— What is being asked —
How many lines in the items below contain the string "shirt", with case counting? Count them and reply with the number alone.

— Listed entries —
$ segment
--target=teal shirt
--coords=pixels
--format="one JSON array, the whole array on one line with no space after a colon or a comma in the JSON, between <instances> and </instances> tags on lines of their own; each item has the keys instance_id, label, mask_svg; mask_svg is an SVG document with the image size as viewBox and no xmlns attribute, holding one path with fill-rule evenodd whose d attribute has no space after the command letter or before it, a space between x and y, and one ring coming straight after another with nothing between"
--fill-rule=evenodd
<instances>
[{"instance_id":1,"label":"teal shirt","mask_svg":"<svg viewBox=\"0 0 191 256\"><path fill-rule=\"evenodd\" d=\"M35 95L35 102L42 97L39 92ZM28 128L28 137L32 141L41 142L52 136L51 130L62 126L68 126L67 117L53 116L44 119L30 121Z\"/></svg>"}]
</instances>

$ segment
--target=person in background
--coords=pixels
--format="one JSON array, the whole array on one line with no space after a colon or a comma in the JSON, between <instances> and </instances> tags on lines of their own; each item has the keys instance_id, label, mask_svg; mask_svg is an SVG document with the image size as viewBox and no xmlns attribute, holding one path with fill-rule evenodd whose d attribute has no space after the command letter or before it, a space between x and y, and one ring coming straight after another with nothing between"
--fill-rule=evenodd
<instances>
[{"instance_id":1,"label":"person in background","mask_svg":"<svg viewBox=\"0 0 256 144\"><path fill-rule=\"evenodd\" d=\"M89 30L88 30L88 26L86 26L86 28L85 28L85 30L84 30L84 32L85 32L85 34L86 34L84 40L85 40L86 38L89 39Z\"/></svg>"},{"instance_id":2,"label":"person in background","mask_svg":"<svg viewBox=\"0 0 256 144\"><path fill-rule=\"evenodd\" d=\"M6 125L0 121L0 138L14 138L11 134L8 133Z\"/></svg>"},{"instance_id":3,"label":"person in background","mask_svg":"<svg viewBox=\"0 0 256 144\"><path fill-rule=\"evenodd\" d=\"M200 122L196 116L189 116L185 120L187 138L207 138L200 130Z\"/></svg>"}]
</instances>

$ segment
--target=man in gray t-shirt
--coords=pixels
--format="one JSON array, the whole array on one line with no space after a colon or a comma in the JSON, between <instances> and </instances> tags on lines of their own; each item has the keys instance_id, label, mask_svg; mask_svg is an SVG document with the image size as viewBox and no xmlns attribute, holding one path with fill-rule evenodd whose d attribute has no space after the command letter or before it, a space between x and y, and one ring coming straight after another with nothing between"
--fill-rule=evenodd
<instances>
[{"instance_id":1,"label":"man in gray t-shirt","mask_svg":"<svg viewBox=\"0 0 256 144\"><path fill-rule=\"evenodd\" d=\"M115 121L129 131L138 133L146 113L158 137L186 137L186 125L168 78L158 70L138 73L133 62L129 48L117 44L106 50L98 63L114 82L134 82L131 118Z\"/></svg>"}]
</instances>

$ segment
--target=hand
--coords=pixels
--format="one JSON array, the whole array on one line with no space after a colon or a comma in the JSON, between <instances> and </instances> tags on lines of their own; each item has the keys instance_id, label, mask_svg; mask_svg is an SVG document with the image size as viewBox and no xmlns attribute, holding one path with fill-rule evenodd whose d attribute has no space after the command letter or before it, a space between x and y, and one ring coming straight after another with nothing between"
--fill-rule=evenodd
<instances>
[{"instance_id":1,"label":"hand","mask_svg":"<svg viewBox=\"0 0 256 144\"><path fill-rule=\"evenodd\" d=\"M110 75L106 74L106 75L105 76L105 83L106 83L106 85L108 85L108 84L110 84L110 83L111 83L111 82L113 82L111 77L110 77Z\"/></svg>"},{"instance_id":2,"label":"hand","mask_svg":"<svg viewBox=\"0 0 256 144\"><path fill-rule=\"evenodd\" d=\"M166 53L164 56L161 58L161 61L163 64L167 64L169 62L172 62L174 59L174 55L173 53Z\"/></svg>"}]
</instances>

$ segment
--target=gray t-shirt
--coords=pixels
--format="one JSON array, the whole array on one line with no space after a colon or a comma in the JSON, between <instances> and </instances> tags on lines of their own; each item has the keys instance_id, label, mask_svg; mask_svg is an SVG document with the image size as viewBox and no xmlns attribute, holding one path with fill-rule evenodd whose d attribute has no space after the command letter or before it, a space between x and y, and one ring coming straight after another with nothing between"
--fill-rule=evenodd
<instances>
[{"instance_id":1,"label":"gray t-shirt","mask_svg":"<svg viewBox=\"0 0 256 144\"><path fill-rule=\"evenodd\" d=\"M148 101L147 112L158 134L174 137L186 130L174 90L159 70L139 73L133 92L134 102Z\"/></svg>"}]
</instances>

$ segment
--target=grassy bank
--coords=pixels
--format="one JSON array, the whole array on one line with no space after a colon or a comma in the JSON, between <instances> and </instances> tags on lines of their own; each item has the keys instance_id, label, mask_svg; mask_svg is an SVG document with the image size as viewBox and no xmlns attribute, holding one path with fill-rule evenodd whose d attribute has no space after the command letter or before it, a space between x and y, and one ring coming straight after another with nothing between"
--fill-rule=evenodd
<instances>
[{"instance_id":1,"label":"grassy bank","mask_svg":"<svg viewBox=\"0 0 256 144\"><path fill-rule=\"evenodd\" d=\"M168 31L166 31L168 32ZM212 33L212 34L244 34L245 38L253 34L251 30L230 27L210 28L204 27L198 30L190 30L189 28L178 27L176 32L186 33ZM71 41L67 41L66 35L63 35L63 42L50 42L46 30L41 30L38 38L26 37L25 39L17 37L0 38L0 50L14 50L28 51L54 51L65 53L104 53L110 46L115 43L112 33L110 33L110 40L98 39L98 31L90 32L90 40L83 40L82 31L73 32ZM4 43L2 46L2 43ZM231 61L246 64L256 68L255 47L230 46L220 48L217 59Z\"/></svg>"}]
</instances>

— Written response —
6